Document extract
╔══
Remember a couple months ago when I told about the note from Vince asking about bugging out of the city? I want to re-visit the bug out theme for a minute. Recent events have made bug out plans something you should review.

If you live near Southeast Michigan you have probably heard about the flooding on the River Raisin. This is one of the wettest years in history and the water levels all over are up. With the rain that got dumped on us last week the river is swollen over its banks and traffic has been closed down on two bridges over it. Michigan routes 223 in Blissfield and M-50 in Dundee were closed at the River Raisin bridges. That is two major routes away from large cities.

I grew up in that area so I know several back road routes that would get me out of the area. Someone that is not from the area will have to rely on the posted detours to travel out of the area. What type of bottleneck and hazards can you see there?

Bridges are a choke point in travel, plain and simple. If you have any on your bug out route you may want to take the time now to figure out ways to avoid the population centers and most used routes. While you are doing that you need to make sure that you have the extra fuel you will need to travel the extra distances. If I had wanted to go into Dundee I would have had to travel thirty miles extra, one way, to do so. Most of that would have been over rough country roads too.

I know this sounds redundant, but being prepared means being in a constant state of preparedness. You have to constantly re-evaluate your preps, your emergency plans, your stock of supplies, and generally keep your preparedness at the forefront of your thoughts.
╚══
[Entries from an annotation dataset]
╔══
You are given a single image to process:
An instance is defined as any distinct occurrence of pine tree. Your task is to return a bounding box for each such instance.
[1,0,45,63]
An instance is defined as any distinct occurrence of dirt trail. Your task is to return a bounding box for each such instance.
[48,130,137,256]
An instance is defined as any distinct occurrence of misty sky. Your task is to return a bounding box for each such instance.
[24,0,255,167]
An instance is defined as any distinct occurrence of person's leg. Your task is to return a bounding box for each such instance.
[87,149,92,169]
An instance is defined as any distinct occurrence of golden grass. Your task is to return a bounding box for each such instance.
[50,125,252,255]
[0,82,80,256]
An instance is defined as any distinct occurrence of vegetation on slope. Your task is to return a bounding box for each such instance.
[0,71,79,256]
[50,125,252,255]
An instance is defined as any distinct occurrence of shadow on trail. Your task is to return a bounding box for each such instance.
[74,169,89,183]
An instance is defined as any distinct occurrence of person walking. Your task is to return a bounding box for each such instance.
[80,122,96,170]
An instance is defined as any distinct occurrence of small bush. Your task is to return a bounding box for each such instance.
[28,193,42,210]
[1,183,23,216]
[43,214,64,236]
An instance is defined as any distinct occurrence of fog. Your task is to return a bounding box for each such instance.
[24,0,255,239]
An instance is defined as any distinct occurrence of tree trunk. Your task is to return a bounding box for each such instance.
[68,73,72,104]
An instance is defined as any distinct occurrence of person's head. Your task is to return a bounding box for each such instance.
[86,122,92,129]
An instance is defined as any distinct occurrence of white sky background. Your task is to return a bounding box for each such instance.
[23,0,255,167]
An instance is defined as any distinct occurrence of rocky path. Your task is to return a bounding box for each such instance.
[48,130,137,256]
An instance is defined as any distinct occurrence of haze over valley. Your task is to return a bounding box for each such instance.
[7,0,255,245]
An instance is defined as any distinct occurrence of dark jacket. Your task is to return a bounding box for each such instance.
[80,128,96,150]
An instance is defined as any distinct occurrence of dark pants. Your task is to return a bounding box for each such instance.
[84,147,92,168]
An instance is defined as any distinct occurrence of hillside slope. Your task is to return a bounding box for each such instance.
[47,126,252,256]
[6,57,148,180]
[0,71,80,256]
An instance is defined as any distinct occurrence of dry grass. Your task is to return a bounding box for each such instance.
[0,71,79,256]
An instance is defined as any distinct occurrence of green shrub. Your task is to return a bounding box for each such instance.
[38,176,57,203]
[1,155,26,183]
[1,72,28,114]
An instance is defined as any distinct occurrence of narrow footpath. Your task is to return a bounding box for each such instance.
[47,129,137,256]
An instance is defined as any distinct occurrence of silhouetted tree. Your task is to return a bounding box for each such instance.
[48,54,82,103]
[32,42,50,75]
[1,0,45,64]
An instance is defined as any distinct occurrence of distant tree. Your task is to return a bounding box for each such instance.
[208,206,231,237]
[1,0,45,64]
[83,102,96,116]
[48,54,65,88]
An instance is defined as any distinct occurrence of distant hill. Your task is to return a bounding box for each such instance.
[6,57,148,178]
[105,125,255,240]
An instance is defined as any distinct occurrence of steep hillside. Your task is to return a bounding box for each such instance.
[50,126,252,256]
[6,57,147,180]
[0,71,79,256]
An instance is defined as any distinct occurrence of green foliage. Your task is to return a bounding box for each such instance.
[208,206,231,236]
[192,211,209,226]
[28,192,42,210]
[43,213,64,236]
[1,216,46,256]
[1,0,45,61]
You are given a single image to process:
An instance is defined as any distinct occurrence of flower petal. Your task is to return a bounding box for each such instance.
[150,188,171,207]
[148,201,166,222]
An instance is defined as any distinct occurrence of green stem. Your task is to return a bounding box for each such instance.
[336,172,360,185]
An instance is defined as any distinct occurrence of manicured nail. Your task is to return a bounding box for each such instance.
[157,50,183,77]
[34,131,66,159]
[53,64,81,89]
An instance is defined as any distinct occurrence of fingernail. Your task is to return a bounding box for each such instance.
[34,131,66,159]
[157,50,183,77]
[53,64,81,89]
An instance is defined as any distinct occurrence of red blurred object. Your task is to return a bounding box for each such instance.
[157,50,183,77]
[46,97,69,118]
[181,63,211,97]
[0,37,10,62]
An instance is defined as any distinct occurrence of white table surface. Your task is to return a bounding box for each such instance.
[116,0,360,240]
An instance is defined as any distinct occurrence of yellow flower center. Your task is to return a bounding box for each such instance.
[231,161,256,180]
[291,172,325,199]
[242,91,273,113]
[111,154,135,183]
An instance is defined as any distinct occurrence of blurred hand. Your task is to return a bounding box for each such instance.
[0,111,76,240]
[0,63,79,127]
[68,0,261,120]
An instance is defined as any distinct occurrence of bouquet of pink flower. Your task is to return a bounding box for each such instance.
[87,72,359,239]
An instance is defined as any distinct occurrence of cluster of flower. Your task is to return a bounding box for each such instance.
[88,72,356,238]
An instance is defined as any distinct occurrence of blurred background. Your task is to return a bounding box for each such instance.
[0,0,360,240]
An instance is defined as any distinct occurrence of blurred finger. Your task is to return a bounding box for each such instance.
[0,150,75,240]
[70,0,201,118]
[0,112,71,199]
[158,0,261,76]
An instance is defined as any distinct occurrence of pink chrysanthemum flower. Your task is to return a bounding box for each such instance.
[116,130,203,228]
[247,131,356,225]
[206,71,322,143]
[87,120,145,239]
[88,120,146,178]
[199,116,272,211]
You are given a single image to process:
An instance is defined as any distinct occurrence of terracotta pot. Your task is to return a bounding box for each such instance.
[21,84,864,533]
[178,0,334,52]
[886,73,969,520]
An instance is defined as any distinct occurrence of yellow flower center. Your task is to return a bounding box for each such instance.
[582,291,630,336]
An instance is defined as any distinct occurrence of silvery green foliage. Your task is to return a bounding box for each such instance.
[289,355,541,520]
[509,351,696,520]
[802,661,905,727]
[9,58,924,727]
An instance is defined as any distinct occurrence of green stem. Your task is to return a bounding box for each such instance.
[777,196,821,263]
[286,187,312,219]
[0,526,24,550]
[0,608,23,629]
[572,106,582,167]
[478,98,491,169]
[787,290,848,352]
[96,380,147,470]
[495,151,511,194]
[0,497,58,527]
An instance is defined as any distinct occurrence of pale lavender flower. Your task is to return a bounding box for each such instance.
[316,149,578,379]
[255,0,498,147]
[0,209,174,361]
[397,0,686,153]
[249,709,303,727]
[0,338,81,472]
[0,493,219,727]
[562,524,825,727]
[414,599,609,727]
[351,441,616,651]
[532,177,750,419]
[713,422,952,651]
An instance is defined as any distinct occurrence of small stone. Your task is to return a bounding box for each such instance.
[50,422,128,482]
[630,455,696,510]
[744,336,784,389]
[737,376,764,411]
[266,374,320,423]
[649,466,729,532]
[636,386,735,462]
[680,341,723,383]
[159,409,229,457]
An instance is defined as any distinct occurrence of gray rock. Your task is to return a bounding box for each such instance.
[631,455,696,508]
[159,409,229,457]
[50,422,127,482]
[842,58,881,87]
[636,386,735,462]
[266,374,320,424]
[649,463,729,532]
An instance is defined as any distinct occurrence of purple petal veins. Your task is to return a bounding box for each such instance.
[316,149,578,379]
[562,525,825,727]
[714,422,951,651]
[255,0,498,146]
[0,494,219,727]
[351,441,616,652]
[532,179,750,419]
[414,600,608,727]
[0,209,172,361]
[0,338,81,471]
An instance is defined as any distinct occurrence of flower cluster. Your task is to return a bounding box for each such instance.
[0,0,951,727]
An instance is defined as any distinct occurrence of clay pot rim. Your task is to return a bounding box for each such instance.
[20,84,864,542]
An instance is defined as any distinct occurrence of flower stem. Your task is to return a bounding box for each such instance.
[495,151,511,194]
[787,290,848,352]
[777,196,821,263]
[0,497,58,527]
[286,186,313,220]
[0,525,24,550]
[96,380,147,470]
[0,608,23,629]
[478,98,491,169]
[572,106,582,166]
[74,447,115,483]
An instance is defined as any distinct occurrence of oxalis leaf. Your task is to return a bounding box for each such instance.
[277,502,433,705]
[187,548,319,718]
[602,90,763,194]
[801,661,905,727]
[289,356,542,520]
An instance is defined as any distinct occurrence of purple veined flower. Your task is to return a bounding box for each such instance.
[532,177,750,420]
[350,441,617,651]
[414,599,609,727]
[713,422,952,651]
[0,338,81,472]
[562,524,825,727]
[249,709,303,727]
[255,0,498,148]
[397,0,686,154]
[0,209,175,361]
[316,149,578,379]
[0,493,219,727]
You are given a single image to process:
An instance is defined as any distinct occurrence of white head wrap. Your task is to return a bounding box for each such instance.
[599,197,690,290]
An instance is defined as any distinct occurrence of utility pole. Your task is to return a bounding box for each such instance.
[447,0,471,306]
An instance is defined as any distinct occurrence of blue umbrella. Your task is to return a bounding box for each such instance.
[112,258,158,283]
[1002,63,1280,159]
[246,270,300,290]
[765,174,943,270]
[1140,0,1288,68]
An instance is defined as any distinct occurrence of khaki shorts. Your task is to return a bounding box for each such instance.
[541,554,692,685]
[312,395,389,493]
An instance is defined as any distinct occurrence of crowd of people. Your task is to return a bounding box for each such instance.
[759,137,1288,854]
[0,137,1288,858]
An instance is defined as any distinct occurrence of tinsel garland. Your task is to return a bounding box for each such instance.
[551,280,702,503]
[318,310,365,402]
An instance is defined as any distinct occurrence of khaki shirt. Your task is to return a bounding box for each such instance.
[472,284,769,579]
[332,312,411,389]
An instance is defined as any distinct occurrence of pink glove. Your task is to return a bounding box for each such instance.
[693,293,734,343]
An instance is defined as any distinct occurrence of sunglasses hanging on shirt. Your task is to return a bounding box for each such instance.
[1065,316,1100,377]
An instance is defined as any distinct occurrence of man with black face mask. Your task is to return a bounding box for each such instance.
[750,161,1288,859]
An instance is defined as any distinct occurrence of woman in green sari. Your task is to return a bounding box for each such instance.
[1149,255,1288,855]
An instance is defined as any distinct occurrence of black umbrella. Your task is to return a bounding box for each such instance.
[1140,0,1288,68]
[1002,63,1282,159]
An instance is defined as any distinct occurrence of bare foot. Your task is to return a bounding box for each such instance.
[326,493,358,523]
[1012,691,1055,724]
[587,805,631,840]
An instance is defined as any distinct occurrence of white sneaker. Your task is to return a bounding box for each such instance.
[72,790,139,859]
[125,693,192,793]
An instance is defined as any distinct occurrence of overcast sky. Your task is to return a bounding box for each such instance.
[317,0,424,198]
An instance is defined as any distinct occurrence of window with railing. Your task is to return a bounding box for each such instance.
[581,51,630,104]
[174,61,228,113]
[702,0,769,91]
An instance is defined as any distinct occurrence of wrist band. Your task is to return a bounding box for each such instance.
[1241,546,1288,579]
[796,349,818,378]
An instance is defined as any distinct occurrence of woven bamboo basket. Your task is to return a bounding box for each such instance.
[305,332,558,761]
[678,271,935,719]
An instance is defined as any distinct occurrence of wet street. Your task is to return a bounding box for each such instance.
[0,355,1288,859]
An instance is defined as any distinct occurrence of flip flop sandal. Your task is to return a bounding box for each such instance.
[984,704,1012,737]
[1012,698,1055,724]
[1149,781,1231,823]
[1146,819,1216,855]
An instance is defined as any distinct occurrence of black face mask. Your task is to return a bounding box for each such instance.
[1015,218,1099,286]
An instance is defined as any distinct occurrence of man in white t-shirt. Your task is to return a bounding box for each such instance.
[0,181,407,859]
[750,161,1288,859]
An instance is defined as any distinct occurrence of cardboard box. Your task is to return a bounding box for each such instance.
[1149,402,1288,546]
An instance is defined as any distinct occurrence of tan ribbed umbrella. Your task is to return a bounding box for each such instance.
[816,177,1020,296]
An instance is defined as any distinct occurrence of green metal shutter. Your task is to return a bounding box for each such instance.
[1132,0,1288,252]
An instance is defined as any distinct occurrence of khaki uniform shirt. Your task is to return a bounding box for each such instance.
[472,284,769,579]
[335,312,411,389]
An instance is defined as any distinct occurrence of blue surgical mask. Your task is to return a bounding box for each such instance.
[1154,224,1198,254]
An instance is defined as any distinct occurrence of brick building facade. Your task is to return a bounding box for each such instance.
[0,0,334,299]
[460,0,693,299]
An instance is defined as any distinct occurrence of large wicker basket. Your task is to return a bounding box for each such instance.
╚══
Written task A
Answer these about the bug-out post, one line each:
(i) Which two routes were closed at the River Raisin bridges?
(ii) How many extra miles, one way, would the writer have had to travel to get into Dundee?
(iii) What does the writer call bridges in travel?
Written task B
Please turn the paragraph of the bug-out post that begins "Bridges are a choke point" into a short bulleted list that keeps its main facts.
Written task C
Write the next paragraph of the bug-out post.
These entries have no connection to the bug-out post.

Final result A
(i) Michigan route 223 in Blissfield and M-50 in Dundee.
(ii) Thirty miles.
(iii) A choke point.

Final result B
- Bridges are a choke point in travel.
- If your bug out route has any, work out now how to avoid population centers and the most used routes.
- Make sure you have the extra fuel needed for the longer distances.
- Getting into Dundee would have meant thirty extra miles one way, mostly over rough country roads.

Final result C
One time my oldest son and I, on a whim, took a farm lane across country for a few miles. We stayed off the main road and traveled dirt lanes across a couple of farms just to see if we could. Probably not the smartest thing we ever did, but it was a real learning experience. We wouldn’t do it again except in an emergency. However, we now know what to expect if we do and some of the hazards that it could evolve.

On a different topic, my youngest son and I were talking the other day and he informed me that one of the guys he went to college with is now starting to get involved with prepping. I want to take a minute to say welcome Jonathan glad to have you aboard. Next time you come to the farm to shoot we can talk more about prepping.

Finally, this is coming to the end of the year. You will be reflecting back on what went well, went poorly, and on what you need to do in the future. Always be encouraged that as long as you are prepping you are ahead of the game. It is the poor sheeple that do not think anything bad will happen that are the ones I worry for. I have no doubt that while there may be holes in our preps that when the S hits the F we will find each other and shore up our holes and get through what is coming. Just keep doing what your doing and we will make it, even with detours ahead.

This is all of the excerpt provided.